--- begin SELECTED PASSAGE ---
So I installed a third LED rail. The PAR jumped up more than I thought - 30 instead of 15. But the visual brightness of the tank is still less than that of T5HO. 

Turning on the T5s I can see how much light spill the T5s have. The back glass of the tank is completely lit while with 3 rails of LEDs (60W each rail) the back glass does not get much light. So the T5 looks way brighter because it spills light all over and that light bounces back and forth inside the entire tank.

The most brightness and the most PAR is achieved with the T5 in the middle and two rails of LEDs being on on both sides of the T5s. The tank looks super bright and nice, but the PAR is about 90. Which really is a high light. I just don't like that the back glass gets all exposed. Just personal preference.

The PAR readings at 100% LED intensity:

(160W of T5HO with individual reflectors: PAR 40)

180W of LEDs (all 3 rails ): PAR 140
120W of LEDs (Front and Back rails): PAR 80
120W of LEDs (Front and Middle rails): PAR 110
120W of LEDs (Middle and Back rails): PAR 70
60W of LEDs (Middle rail only): PAR 100

The sensor was placed 24" below the water surface.
The sensor was in the middle of the tank (back/forth middle)
The air gap between the water surface and the LEDs is 10".


----------



## kyle2088

HI Niko,

Great Article and DIY with Trop Trees help. PLease keep us updated and show some plant growth

What attaches the led to the rail? IS it glue, sticker or a thermal paste?


----------



## niko

I use two small sheet metal screws. They press the LED star (the aluminum funny shape piece of aluminum on which the actual emitter is glued) to the aluminum rail. There is a small amount of thermal glue too. That glue is basically epoxy saturated with very fine metal dust so it conducts heat very well.
--- end SELECTED PASSAGE ---
--- begin RECORDS SHOWN ---
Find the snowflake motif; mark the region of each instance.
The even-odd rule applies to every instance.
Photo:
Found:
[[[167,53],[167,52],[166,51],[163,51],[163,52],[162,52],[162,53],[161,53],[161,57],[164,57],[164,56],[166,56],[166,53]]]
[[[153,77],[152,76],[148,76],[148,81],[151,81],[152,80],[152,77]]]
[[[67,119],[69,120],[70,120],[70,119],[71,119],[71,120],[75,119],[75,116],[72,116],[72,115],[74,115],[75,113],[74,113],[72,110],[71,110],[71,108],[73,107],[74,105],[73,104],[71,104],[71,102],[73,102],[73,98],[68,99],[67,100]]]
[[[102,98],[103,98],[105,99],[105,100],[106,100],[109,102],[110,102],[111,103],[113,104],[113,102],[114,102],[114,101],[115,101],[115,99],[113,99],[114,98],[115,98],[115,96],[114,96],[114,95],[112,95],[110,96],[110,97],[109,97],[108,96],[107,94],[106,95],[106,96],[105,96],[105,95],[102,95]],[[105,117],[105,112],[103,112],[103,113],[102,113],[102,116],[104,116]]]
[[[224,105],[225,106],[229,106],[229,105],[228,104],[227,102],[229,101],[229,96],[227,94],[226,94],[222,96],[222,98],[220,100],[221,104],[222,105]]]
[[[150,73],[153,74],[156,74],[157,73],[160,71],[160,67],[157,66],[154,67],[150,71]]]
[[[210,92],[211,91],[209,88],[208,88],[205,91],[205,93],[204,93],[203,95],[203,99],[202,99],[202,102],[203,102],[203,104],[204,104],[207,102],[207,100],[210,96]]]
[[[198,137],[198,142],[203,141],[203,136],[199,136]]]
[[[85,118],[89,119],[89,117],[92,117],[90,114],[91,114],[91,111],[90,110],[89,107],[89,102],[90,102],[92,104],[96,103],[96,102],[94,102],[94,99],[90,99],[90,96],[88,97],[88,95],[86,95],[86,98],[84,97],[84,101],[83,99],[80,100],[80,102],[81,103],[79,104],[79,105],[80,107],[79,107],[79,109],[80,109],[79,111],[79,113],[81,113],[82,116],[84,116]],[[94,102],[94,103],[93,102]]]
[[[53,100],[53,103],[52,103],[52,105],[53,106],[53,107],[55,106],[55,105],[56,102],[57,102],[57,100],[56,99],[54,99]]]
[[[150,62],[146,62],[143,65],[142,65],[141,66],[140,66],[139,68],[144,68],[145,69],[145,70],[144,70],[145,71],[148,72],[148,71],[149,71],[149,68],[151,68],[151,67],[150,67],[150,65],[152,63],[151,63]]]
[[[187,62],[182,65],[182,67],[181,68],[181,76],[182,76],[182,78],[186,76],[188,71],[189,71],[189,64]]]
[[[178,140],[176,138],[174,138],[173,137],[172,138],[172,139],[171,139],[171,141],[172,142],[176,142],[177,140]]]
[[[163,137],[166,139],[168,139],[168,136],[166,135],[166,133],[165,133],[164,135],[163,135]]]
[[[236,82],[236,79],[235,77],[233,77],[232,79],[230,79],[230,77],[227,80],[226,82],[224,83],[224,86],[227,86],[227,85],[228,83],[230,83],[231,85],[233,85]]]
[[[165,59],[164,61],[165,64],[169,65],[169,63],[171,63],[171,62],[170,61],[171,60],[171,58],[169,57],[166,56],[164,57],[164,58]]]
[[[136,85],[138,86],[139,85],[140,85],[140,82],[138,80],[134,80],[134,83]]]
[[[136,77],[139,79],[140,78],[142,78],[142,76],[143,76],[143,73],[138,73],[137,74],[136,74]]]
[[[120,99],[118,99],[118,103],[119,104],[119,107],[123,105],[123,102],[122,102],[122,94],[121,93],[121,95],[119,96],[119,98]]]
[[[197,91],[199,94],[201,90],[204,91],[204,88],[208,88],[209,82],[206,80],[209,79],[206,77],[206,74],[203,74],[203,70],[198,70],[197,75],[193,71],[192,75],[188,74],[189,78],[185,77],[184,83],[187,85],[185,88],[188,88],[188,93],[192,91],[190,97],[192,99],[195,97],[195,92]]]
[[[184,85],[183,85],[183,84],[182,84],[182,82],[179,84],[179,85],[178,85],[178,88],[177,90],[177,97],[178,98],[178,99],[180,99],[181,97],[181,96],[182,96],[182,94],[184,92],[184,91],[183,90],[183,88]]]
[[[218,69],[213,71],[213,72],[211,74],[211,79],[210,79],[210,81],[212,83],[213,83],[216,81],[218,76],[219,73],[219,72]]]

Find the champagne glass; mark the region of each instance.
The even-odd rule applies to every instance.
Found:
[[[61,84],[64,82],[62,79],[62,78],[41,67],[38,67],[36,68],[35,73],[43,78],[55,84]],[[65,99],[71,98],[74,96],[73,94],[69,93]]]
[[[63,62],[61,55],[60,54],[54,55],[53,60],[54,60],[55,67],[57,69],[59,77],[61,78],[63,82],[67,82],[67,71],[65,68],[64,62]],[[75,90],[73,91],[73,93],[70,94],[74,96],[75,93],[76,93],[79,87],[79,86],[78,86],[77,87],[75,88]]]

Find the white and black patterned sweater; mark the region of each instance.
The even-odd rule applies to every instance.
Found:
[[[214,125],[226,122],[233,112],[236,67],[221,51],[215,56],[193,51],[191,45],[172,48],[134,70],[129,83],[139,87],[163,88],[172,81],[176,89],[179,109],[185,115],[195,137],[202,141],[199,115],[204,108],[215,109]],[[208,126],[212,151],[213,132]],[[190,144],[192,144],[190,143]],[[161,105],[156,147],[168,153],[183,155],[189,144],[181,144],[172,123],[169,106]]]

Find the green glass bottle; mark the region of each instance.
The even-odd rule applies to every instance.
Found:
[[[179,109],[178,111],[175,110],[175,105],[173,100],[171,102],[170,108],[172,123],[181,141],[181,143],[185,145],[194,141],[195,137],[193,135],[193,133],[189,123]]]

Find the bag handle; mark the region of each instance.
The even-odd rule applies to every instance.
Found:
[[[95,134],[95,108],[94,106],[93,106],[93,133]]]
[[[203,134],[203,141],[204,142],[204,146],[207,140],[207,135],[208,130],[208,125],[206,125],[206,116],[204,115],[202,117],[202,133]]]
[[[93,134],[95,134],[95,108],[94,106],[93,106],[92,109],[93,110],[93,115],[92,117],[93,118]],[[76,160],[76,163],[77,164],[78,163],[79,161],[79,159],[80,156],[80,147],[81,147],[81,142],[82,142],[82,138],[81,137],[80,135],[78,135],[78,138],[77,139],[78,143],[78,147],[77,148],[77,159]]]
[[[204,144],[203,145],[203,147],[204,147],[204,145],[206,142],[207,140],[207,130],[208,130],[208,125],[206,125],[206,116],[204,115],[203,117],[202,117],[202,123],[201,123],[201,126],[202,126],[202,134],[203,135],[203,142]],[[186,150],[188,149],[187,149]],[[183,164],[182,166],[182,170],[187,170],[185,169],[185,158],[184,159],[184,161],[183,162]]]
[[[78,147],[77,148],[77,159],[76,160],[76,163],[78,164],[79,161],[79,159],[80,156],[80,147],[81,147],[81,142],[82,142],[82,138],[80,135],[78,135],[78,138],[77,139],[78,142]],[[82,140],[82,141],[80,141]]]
--- end RECORDS SHOWN ---
- **EXERCISE SET**
**1.** Write out the stretch of the aquarium lighting thread from "The most brightness" through "reflectors: PAR 40)" word for word.
**2.** Write the next part of the aquarium lighting thread, picking up after its final sentence.
The rows aren't needed for any of this.

- **ANSWERS FOR THE EXERCISE**
**1.**
The most brightness and the most PAR is achieved with the T5 in the middle and two rails of LEDs being on on both sides of the T5s. The tank looks super bright and nice, but the PAR is about 90. Which really is a high light. I just don't like that the back glass gets all exposed. Just personal preference.

The PAR readings at 100% LED intensity:

(160W of T5HO with individual reflectors: PAR 40)

**2.**
The two small screws do not need to be tightened very tight. Note that the screws are not the ones with domed heads. You can not use those - they touch the square golden contacts on the LED star. You have to use countersink screws and not domed.

Good:









Bad:









How it all looks, not my fixture but the same thing:


----------



## kyle2088

Thanks Nico and what power supply and dimmer switch did you go with?

Is the power supply running all 3 bars?


----------



## niko

This is what I got:
http://www.rapidled.com/12-led-plug-n-play-retrofit-kit-dimmable/

So each group of 12 LEDs is run by one driver. Meaning that I have 3 drivers running 36 LEDs total. 
If I wanted I could use 3 separate timers and turn on/off 12 LEDs at a time.

Or for about $80 I can get a controller that allows for some crazy control over the light - on/off cycles, emulating the weather conditions in my area, lightning strikes (bursts of very strong light), and so on. Stupid stuff mostly but why not.


----------



## Virc003

what would be a recommended set up to replace a 36 inch dual bulb t5 set up? Mine burned out and rather than deal will locating a ballast, I think I would rather mod the fixure into an led set up. 

Having said that, other than being permenant, what cons are there to the thermal epoxy?


----------



## niko

Nah, the epoxy is not permanent. You can remove the LED star by pushing it to the side so it shears the epoxy. If someone found I glue that can permanently hold two pieces of metal I'd like to know about it. Especially if you use just a tiny dab of the thermal epoxy.

For a replacement of a 36 inch dual T5 you can get the $100 solderless kit. You will find your own aluminum rail but at the 36" long that will cost you maybe $10. The light will be way more than your 2xT5s so do recommend getting the dimmer for an additional $10.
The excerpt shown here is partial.